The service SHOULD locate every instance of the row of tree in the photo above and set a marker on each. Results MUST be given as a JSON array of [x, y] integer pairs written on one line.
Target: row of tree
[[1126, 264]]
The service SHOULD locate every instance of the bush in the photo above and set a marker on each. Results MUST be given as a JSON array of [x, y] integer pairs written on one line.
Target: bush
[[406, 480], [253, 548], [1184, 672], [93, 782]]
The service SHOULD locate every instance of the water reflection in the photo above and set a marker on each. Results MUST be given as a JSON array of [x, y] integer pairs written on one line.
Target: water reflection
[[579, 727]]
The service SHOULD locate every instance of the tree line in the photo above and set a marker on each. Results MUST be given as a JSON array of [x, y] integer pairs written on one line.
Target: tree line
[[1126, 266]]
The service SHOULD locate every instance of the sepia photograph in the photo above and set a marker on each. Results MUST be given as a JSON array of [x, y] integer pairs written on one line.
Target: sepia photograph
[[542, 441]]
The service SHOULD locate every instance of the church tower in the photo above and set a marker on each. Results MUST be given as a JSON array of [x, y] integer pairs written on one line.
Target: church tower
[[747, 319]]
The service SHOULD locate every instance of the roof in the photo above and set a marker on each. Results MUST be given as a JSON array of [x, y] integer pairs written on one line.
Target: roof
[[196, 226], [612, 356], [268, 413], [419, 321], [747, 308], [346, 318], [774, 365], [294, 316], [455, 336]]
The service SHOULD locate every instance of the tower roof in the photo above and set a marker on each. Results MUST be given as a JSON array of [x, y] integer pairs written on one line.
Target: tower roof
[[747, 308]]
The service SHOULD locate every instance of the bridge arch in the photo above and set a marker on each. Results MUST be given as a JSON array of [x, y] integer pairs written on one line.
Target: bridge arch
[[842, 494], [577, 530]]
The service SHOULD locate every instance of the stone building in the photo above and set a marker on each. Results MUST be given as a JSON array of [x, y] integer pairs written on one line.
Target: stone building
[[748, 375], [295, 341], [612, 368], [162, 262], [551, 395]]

__Task statement__.
Please turn the lines above into a Markdown table with two columns, "Row" for the row number and "Line" for the line itself, leaving out any blank lines.

__Solution for this exercise__.
| Row | Line |
|---|---|
| 1 | The service SHOULD locate every instance of the row of tree in the photo above and set a marker on each. Results MUST be given as a JSON array of [x, y] integer pairs written on one line. |
| 2 | Target: row of tree |
| 3 | [[1126, 264]] |
| 4 | The service SHOULD locate every instance of the bush in the photo above and set a marker on each. Results MUST be given as a JSON array of [x, y] integer pairs written on one line. |
| 5 | Target: bush |
| 6 | [[406, 480], [253, 548], [1184, 672], [93, 782]] |
| 7 | The service SHOULD locate every instance of the water reflection in the photo above and set a marker on each. Results MUST be given as a JSON array of [x, y] integer pairs written on one line. |
| 8 | Target: water reflection |
| 9 | [[579, 727]] |
| 10 | The service SHOULD locate every instance of the tree line in the photo above and set a marker on each. Results MUST be given as a JSON array of [x, y] integer pairs written on one line. |
| 11 | Target: tree line |
| 12 | [[1126, 266]] |
| 13 | The service SHOULD locate every instance of the sepia photograph in the photo above and set a marker on each. Results MUST be given as a JSON array of [x, y] integer pairs written on one line. |
| 14 | Target: sepia photograph |
| 15 | [[542, 441]] |
| 16 | The service SHOULD locate every instance of the church tower in the photo above and set a marker on each. Results MUST be given as a JSON array of [x, y] integer pairs written on one line. |
| 17 | Target: church tower |
| 18 | [[747, 319]] |
| 19 | The service SHOULD locate every instance of the roof in the photo above and set a marker on each. Results MUST be given as a JSON array of [x, y] integer pairs written on one line. |
| 20 | Target: roof |
| 21 | [[196, 226], [612, 356], [268, 413], [419, 321], [747, 308], [346, 318], [774, 365], [294, 316], [455, 336]] |
| 22 | The service SHOULD locate every instance of the tower roof in the photo above and set a marker on each. Results MUST be given as a JSON array of [x, y] integer pairs written on one line. |
| 23 | Target: tower roof |
| 24 | [[747, 308]] |
| 25 | The service SHOULD locate every instance of the bridge arch in the photo above and set a marker on each. Results MUST be given as a JSON array of [x, y] integer pairs written on one line. |
| 26 | Target: bridge arch |
| 27 | [[842, 494], [577, 530]] |
| 28 | The service SHOULD locate every instance of the stone building in the photo above and set a marker on each. Results MUST be given as a JSON array of [x, y] integer pairs written on one line. |
| 29 | Target: stone building |
| 30 | [[748, 375], [295, 341], [612, 368], [162, 262], [551, 395]] |